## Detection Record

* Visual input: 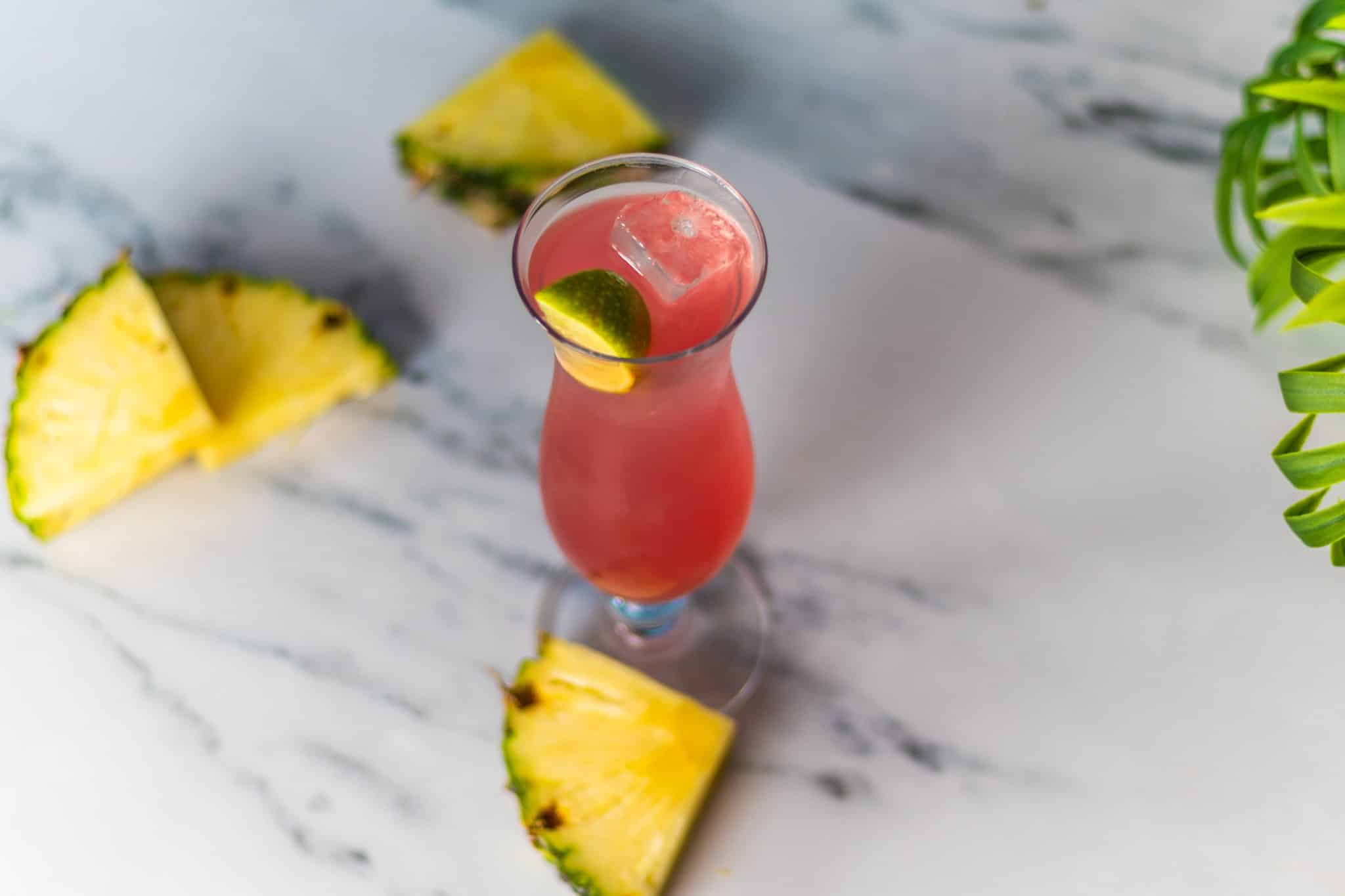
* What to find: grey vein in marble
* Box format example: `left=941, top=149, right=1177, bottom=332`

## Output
left=262, top=473, right=416, bottom=534
left=0, top=549, right=429, bottom=721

•••

Reproduce every line of the items above word for word, but leave the pictures out.

## WRITTEN SOLUTION
## Detection Record

* Visual input: 
* What to find: grey vein in marble
* Box format example: `left=941, top=149, right=1177, bottom=332`

## Output
left=262, top=473, right=416, bottom=534
left=0, top=549, right=429, bottom=721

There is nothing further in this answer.